(Text block Opens)

Tuesday, 1 March 2011

Sex discrimination and insurance

Even a broken clock is accurate twice a day, and this morning's European Court ruling on the legality of sex discrimination in insurance claims was welcome and right.

It is of course true that male drivers - especially young male drivers - cause more accidents than female ones. On that basis, many people (most of them, strangely enough, men) seem to have bought the insurance industry's self-interested case that offering women lower premiums is somehow fair. It isn't. Men are not, generally or on average, more dangerous drivers than women. The majority of drivers, male and female alike, do not cause accidents. It's just that, of the minority of drivers who are reckless, most of them happen to be men, and a high proportion of those are young or inexperienced. Culture or testosterone may be relevant factors for those drivers, helping to explain the differential. But even young male drivers are more likely than not to drive safely. Penalising half of all drivers on the basis of their genitalia is thus not fair at all.

(Text block Closes)
(Source information Opens)

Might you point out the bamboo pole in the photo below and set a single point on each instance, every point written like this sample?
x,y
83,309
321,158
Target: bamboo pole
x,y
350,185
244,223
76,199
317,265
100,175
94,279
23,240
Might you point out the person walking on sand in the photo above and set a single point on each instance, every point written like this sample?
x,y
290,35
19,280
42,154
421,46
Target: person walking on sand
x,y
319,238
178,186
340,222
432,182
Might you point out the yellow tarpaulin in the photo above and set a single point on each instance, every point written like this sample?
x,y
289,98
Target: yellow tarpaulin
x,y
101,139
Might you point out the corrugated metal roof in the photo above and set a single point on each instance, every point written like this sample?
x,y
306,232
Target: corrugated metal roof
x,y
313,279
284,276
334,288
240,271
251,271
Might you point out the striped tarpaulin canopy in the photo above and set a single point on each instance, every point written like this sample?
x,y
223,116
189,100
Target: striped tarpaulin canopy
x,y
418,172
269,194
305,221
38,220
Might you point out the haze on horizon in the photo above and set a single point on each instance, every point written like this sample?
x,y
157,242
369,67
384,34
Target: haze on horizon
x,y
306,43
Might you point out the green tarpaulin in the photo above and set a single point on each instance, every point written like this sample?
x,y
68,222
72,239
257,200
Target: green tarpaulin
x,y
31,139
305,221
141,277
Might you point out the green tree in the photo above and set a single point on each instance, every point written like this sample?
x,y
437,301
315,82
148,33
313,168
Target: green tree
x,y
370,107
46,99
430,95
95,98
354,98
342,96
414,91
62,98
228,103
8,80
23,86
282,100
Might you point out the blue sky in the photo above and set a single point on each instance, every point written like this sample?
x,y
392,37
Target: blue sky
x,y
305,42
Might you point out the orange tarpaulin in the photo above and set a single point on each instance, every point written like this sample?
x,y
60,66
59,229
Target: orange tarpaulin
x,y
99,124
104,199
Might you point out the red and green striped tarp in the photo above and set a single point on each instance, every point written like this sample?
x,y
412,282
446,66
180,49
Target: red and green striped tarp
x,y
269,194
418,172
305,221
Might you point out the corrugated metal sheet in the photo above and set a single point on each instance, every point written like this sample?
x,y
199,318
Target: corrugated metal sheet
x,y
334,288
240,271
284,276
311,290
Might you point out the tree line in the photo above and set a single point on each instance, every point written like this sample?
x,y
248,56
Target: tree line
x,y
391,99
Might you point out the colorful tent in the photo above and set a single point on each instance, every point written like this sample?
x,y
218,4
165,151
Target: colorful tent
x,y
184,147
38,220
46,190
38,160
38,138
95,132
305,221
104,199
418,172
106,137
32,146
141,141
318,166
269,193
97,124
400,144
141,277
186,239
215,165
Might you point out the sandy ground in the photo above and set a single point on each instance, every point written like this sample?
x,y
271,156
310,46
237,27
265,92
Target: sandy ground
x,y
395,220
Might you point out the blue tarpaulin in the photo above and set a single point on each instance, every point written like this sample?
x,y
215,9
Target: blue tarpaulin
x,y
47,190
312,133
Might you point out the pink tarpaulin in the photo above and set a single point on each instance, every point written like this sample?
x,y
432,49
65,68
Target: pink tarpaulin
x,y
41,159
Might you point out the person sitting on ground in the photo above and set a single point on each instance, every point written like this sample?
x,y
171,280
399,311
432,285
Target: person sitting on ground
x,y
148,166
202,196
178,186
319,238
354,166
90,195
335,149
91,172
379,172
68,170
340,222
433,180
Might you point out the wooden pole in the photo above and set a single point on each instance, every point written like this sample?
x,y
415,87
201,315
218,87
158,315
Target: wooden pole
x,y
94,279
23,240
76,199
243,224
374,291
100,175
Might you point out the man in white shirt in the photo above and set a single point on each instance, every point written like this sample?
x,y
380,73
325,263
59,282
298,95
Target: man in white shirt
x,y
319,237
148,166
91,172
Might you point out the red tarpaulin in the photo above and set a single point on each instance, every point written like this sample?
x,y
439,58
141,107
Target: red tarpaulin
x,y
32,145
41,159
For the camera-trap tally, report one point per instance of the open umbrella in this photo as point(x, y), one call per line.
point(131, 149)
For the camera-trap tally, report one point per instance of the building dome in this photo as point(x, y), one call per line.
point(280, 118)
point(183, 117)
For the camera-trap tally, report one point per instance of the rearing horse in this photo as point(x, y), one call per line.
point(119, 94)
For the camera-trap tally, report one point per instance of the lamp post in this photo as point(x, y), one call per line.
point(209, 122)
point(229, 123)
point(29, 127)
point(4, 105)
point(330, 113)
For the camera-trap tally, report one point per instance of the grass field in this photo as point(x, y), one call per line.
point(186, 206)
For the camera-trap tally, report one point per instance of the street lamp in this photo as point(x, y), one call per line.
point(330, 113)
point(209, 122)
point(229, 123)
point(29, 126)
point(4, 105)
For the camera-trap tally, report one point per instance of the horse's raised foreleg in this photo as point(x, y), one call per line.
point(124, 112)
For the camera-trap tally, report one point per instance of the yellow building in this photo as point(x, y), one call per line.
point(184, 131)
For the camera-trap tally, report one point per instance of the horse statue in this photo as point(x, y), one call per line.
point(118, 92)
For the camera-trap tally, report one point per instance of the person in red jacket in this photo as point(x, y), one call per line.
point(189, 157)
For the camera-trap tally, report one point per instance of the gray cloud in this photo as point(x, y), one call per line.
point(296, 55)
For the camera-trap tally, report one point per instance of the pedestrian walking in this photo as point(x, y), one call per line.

(Source information Closes)

Work order: Carry on the post about sex discrimination in insurance, starting after its final sentence. None of the material is needed here.

Task result:
Insurance works by spreading risk among a large number of people: in motor insurance the cautious subsidise the reckless, and since there are fewer of them, the reckless get by far the best deal (until, that is, they have demonstrated their recklessness by causing accidents, at which point they may struggle to find anyone willing to insure them at all. In life assurance and pensions plans the prematurely dying subsidise the long-lived, and centenarians scoop something of a jackpot. Women, on average, live longer than men, and on this basis have lost out in pension calculations. But all this means is that there are more older women than there are older men (and many more female centenarians). The gap, though, is narrowing, and may owe almost as much to lifestyle factors than to a biological predisposition. Even the fact that more men die in accidents skews the figures somewhat. The actuarial difference does not mean that any particular man is likely to die sooner than any particular women, or that any given male driver is a greater accident risk than any given female driver. Yet that is how the insurance industry treats people.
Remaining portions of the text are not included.